DESCRIZIONE DEL PROBLEMA
Ricopia dal brano sull'oratoria romana il tratto che va da "si assiste in Grecia" fino a "sua massima espressione.".

BRANO SELEZIONATO

Roma, I secolo a.C. – I secolo d.C. : l’età
repubblicana e i primi passi dell’impero, quando si ebbe prima uno sviluppo
effimero ma eccezionale dell’oratoria politico-giudiziaria (Cicerone,
analizzato in particolare nei suoi rapporti di debito e di originalità rispetto
ai Sofisti); uno studio approfondito dei meccanismi della retorica nonché degli
obiettivi e della formazione dell’oratore (Quintiliano); e un approccio critico
al problema dei rapporti tra oratoria e democrazia (Tacito) che ci introduce al
problema del pluralismo
La
breve stagione dell’ oratoria di Cicerone
La
lenta decadenza dell’eloquenza nelle opere di Quintiliano e di Tacito
Tra il
IV e il I secolo a.C.
si assiste in Grecia al crollo
della polis e all’assoggettamento ai Macedoni: pur restando in vita le
istituzioni tradizionali, la libertà politica delle città stato viene di fatto
svuotata di consistenza, perché le decisioni sostanziali non dipendono più
dalle direttive concordate al loro interno. Di conseguenza, l’oratoria
sviluppatasi ad Atene nel V secolo a.C. va incontro a un processo di
impoverimento che la induce a farsi raffinato gioco intellettuale senza alcun
significato politico;
si assiste in ambito mediterraneo
all’ascesa di Roma, che va conquistandosi un ruolo egemone sia come potenza
politica sia come centro culturale. Lentamente va sviluppandosi una
“consapevolezza teorica” nel campo della retorica, che si concretizza nei primi
manuali (La Rhetorica ad Herennium e il De Inventione di
Cicerone) che trova appunto in Cicerone la sua massima espressione.

RECORD FORNITI
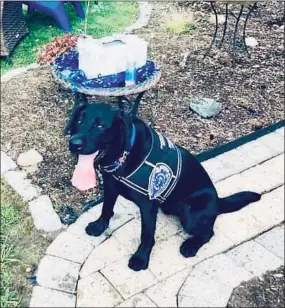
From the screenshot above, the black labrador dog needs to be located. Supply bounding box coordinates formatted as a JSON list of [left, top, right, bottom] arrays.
[[69, 99, 261, 271]]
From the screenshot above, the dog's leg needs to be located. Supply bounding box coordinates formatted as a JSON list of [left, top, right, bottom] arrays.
[[85, 181, 119, 236], [180, 229, 214, 258], [129, 203, 158, 271], [176, 190, 218, 258]]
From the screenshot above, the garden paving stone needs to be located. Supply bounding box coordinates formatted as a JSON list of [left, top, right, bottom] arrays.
[[29, 195, 62, 232], [101, 256, 157, 299], [1, 151, 17, 175], [146, 235, 201, 280], [202, 156, 234, 183], [27, 127, 284, 307], [67, 202, 133, 246], [226, 241, 283, 276], [46, 232, 94, 264], [178, 254, 252, 307], [76, 272, 123, 307], [30, 286, 76, 308], [275, 127, 285, 137], [145, 267, 193, 307], [116, 293, 156, 307], [113, 219, 141, 253], [4, 171, 41, 201], [255, 225, 284, 261], [37, 255, 80, 293], [80, 236, 129, 278], [243, 185, 284, 231]]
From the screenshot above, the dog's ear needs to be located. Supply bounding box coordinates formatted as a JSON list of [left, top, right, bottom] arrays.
[[75, 92, 88, 107], [64, 92, 88, 136]]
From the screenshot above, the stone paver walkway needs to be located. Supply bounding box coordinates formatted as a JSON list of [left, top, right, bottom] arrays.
[[30, 128, 284, 307]]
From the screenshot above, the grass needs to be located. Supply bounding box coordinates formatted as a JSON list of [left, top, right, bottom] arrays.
[[0, 1, 138, 74], [164, 13, 195, 35], [0, 179, 50, 308]]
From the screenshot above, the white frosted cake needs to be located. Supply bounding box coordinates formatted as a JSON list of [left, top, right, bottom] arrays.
[[77, 35, 147, 79]]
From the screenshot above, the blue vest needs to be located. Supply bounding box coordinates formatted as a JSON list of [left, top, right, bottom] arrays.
[[113, 128, 182, 203]]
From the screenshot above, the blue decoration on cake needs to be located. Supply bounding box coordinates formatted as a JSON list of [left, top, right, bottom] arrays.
[[53, 50, 159, 89]]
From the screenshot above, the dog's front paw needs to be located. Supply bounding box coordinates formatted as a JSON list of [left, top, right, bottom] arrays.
[[129, 254, 149, 272], [85, 218, 108, 236], [180, 238, 198, 258]]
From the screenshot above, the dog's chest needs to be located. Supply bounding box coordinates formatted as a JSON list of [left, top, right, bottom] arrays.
[[114, 130, 182, 202]]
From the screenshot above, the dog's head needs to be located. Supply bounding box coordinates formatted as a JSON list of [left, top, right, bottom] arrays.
[[69, 97, 127, 157]]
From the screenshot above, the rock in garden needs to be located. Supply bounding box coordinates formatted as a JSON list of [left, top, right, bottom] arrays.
[[17, 149, 43, 167], [209, 15, 226, 25], [190, 98, 222, 118], [245, 37, 258, 47]]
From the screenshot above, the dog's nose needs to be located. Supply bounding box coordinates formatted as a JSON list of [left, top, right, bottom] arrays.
[[69, 136, 84, 152]]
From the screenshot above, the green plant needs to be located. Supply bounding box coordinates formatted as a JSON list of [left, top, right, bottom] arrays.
[[165, 13, 195, 35], [37, 33, 78, 64]]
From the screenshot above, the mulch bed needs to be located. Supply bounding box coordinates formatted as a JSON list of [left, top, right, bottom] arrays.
[[1, 2, 284, 214], [228, 266, 285, 308]]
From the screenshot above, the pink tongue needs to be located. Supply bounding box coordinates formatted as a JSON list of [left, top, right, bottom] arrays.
[[71, 153, 97, 191]]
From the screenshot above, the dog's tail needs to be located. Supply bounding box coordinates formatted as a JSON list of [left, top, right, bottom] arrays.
[[218, 191, 261, 214]]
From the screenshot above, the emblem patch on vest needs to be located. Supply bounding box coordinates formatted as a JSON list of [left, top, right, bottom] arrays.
[[148, 163, 173, 200]]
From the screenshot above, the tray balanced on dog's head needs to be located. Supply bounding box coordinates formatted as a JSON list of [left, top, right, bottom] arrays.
[[51, 50, 161, 96]]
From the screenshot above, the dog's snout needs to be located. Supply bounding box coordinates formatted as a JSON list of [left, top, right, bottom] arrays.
[[69, 136, 84, 152]]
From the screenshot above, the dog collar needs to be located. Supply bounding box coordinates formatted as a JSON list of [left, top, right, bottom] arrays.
[[99, 124, 136, 173]]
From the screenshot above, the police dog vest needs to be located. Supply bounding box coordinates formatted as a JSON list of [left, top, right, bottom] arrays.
[[113, 128, 182, 203]]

RISULTATO DEL COMPITO
si assiste in Grecia al crollo
della polis e all’assoggettamento ai Macedoni: pur restando in vita le
istituzioni tradizionali, la libertà politica delle città stato viene di fatto
svuotata di consistenza, perché le decisioni sostanziali non dipendono più
dalle direttive concordate al loro interno. Di conseguenza, l’oratoria
sviluppatasi ad Atene nel V secolo a.C. va incontro a un processo di
impoverimento che la induce a farsi raffinato gioco intellettuale senza alcun
significato politico;
si assiste in ambito mediterraneo
all’ascesa di Roma, che va conquistandosi un ruolo egemone sia come potenza
politica sia come centro culturale. Lentamente va sviluppandosi una
“consapevolezza teorica” nel campo della retorica, che si concretizza nei primi
manuali (La Rhetorica ad Herennium e il De Inventione di
Cicerone) che trova appunto in Cicerone la sua massima espressione.